Given records:
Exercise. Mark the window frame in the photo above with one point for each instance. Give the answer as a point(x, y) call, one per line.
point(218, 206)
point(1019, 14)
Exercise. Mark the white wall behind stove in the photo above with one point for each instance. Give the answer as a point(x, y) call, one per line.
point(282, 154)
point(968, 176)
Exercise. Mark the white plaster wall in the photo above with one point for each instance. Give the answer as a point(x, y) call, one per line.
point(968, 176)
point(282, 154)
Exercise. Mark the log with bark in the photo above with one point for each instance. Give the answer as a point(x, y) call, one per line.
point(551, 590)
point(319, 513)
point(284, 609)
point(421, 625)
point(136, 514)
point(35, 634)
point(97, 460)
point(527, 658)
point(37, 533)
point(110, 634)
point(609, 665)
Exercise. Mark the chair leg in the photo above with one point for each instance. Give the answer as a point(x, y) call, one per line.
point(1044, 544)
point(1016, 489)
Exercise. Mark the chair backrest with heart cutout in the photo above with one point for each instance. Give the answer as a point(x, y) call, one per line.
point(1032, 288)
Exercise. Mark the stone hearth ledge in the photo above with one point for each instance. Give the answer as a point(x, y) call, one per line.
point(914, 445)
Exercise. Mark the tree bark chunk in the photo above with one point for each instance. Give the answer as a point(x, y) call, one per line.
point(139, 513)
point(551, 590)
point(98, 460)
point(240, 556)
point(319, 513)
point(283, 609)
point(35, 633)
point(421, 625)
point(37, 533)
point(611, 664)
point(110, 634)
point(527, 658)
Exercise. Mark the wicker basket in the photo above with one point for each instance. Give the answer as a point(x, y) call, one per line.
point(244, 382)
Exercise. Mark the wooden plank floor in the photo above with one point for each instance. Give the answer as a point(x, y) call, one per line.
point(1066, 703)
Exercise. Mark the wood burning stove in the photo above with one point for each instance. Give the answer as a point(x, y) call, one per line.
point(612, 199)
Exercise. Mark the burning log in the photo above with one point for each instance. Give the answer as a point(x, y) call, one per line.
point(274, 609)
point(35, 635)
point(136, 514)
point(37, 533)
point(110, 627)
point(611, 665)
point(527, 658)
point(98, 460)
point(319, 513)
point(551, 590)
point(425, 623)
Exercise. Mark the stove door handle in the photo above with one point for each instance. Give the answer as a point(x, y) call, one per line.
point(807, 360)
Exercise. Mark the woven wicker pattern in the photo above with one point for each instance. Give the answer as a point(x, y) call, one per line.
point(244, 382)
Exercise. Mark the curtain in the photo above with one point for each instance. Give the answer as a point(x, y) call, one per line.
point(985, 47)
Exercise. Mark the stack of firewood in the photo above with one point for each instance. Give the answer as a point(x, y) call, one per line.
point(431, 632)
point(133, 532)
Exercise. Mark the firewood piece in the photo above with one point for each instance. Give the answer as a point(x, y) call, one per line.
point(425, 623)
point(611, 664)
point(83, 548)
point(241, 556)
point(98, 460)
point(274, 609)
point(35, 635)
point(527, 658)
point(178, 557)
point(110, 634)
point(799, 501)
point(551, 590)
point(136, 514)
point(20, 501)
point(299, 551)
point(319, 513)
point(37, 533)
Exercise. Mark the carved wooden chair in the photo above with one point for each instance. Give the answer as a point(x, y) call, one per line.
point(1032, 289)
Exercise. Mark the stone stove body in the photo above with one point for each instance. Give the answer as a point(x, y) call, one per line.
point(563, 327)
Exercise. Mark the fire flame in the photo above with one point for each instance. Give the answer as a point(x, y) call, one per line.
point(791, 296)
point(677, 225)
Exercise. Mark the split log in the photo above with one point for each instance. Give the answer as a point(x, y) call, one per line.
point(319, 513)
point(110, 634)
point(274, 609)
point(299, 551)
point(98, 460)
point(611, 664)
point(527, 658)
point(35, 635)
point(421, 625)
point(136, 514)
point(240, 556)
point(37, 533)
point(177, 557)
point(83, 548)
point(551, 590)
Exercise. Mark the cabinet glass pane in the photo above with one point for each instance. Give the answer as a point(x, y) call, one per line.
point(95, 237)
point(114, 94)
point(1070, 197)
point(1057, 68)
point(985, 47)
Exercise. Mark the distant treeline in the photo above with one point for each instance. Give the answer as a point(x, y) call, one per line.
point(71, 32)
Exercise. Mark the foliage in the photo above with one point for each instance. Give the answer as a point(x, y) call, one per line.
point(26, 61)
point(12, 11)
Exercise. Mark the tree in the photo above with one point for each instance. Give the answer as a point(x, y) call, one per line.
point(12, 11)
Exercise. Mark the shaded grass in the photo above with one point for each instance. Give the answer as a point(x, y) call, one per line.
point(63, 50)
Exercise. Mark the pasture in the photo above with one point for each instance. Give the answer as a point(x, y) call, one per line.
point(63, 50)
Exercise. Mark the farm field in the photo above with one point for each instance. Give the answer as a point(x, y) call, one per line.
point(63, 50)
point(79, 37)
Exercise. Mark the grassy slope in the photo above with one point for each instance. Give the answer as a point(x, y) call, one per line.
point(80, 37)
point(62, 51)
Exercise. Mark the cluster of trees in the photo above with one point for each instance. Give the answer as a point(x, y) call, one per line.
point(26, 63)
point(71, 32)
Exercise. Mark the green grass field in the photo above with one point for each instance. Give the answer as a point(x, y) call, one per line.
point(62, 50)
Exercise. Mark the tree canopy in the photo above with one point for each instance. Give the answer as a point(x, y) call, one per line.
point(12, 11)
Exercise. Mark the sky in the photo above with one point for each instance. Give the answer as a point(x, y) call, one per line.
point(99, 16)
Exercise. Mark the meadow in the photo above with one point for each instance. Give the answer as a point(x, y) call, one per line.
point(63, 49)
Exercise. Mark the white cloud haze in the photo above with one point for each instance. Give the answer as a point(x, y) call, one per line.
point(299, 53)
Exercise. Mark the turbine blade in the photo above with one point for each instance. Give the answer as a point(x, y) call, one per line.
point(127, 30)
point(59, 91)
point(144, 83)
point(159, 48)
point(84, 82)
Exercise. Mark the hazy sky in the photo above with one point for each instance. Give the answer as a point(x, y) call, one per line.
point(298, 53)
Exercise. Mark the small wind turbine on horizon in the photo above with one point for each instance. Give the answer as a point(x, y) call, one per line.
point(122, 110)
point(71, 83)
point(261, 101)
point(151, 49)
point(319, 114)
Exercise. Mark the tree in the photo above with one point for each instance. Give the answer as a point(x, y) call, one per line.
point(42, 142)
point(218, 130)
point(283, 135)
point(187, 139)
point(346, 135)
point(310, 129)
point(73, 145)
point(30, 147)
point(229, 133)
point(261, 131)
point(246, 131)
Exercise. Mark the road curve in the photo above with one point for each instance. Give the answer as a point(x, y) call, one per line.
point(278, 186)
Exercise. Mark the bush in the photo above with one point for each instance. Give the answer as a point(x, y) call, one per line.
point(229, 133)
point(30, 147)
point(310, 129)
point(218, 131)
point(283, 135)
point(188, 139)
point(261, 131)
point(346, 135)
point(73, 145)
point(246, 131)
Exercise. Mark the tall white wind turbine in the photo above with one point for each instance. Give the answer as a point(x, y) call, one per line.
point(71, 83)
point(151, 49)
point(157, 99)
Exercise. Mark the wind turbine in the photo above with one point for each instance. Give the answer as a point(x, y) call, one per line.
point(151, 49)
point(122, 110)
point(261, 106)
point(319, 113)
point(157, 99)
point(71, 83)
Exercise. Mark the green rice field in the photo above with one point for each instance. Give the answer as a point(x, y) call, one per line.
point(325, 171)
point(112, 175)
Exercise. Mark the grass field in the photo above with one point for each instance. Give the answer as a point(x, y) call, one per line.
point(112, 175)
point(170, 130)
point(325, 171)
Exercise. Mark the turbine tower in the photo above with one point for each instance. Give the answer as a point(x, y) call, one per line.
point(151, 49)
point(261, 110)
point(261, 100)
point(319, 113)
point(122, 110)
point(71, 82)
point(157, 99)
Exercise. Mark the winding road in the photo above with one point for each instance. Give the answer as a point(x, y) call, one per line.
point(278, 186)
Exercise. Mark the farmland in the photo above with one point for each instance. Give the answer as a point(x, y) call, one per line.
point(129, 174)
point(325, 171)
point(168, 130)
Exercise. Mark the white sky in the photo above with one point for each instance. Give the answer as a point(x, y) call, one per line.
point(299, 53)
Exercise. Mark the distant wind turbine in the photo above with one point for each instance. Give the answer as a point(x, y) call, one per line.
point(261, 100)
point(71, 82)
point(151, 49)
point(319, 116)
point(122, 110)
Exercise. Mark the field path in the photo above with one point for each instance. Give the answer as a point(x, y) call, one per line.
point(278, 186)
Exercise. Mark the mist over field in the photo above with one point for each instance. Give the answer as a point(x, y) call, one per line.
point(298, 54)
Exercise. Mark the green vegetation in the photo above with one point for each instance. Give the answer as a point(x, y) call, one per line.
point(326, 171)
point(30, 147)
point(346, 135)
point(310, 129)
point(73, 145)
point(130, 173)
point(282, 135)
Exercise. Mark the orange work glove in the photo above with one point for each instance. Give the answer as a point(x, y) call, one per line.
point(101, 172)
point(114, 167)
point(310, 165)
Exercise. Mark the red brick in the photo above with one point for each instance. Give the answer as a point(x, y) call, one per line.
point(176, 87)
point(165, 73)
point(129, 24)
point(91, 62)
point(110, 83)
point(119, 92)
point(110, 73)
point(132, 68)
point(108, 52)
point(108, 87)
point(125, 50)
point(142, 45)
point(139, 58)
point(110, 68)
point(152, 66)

What to work on:
Only the lines from the one containing "Exercise. Mark the field" through the end of the data above are wanted, both ends included; restate them word for word.

Result of this exercise:
Exercise. Mark the field path in the photo above with one point for each instance. Give the answer as a point(x, y) call, one per line.
point(278, 186)
Exercise. Mark the mist over field in the photo above with one point for each instance. Give the answer as a point(x, y) call, one per line.
point(298, 54)
Exercise. Mark the green vegetation in the photo above with one point for each instance. Give the answer as a point(x, y) call, one per line.
point(326, 171)
point(30, 147)
point(346, 135)
point(310, 129)
point(73, 145)
point(130, 173)
point(282, 135)
Exercise. Mark the orange work glove in the photo above with one point for each instance. Give the answer as a point(x, y) call, one per line.
point(101, 172)
point(114, 167)
point(310, 165)
Exercise. Mark the red brick in the photo above with one point for each instance. Give the answer as a point(x, y) call, one per line.
point(176, 87)
point(165, 73)
point(129, 24)
point(91, 62)
point(110, 83)
point(119, 92)
point(110, 73)
point(132, 68)
point(108, 52)
point(108, 87)
point(125, 50)
point(142, 45)
point(139, 58)
point(110, 68)
point(152, 66)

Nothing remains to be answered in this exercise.